-------- Отрывок из текста
Вернуться к А.Д. Степанов. Проблемы коммуникации у Чехова

Заключение

Попробуем суммировать наши наблюдения и представить препятствия, которые стоят перед чеховскими героями на пути к успешной коммуникации, в виде единой парадигмы и связного текста. Разумеется, здесь нужна оговорка о том, что, «суммируя», мы не эксплицируем коммуникативную структуру отдельного рассказа или пьесы, а указываем на некий инвариант, который воплощается в отдельных произведениях в гораздо менее радикальных вариантах, почему чеховский мир и сохраняет «эффект реальности». Тем не менее, все перечисленные ниже факторы хотя бы в малой степени задействованы в любом коммуникативном акте, который изображает Чехов.

Мы видели, что особенностью ранних чеховских юморесок и сценок оказывается то, что они порождаются смешением противоположных по своим коммуникативным целям речевых жанров или трансформацией определенного жанра в противоположный. Чехов-юморист подчеркивает то, что его герои способны изъясняться только готовыми формами речи и, не замечая противоречий, моментально переходят к совершенно иным, но тоже готовым, формам. Похожей склонностью к готовым (главным образом риторическим) формам отличаются и речи героев в его позднем творчестве, хотя жанровые трансформации здесь оказываются непрерывными и постепенными. И в том, и другом случае в разной степени акцентируется пустота субъекта и проявляется расчет на то, что читатель заметит противоречия в словах героев. Жанровые трансформации, смешение и смещение речевых жанров, представляют собой порождающий механизм чеховского текста. Чехов экспериментирует с основой основ коммуникации — ее жанровой упорядоченностью.

Чеховские тексты ставят под вопрос абсолютную ценность информативного дискурса. Даже при передаче полезных сведений информация часто оказывается неуместной, а ее носитель — просветитель или сциентист — отличается этической и / или эстетической глухотой. Наука или вера в факты легко превращаются в идеологию, в авторитарный дискурс, исключающий слово другого. У Чехова нет уверенности в доступности непротиворечивого, полного, гармонически воплотившего все стороны человеческого опыта, знания. Этот скепсис обусловлен не только индивидуальными характеристиками героев, но и самой природой знака, какой она предстает у Чехова. Любые знаки — и вербальные, и иконические — опустошаются, теряют свое значение, причем причиной этого становится не чья-то злая воля, а сама повторяемость, воспроизводимость знака. Естественный и неизбежный процесс «старения» знака, который люди обычно не замечают, акцентируется и даже гиперболизируется Чеховым — хотя и не настолько, чтобы он стал гротескным преувеличением.
----------------
-------- Показанные данные
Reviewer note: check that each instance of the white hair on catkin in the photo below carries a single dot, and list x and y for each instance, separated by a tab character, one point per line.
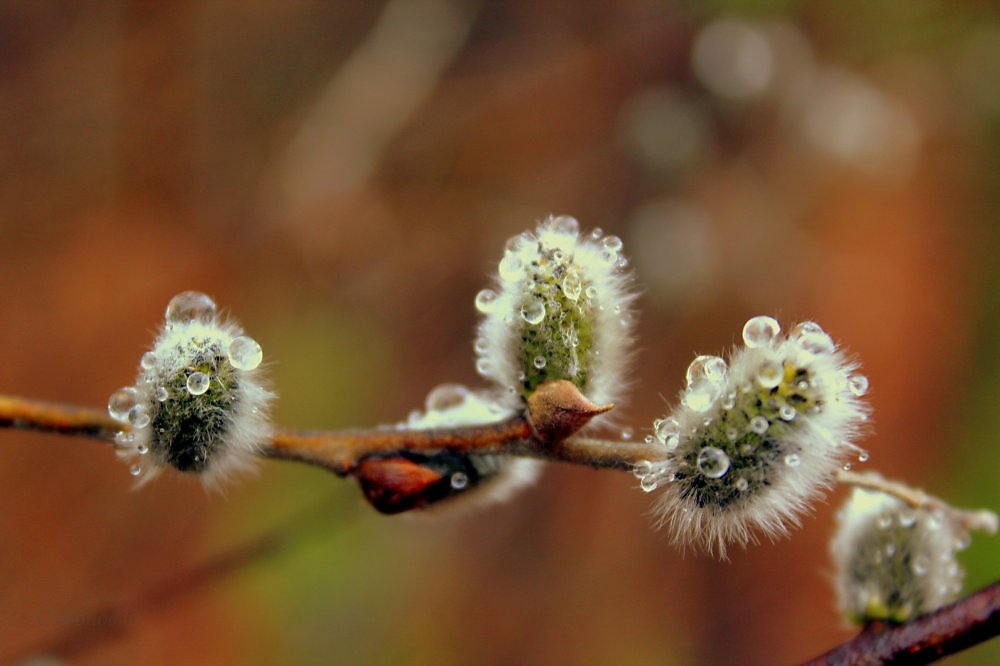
----------------
* Задание: Поправьте отрывок о Чехове: перепишите всё от «Попробуем суммировать наши» и до «который изображает Чехов.», поставив «персонажами Чехова» вместо «чеховскими героями».

* Ответ:
Попробуем суммировать наши наблюдения и представить препятствия, которые стоят перед персонажами Чехова на пути к успешной коммуникации, в виде единой парадигмы и связного текста. Разумеется, здесь нужна оговорка о том, что, «суммируя», мы не эксплицируем коммуникативную структуру отдельного рассказа или пьесы, а указываем на некий инвариант, который воплощается в отдельных произведениях в гораздо менее радикальных вариантах, почему чеховский мир и сохраняет «эффект реальности». Тем не менее, все перечисленные ниже факторы хотя бы в малой степени задействованы в любом коммуникативном акте, который изображает Чехов.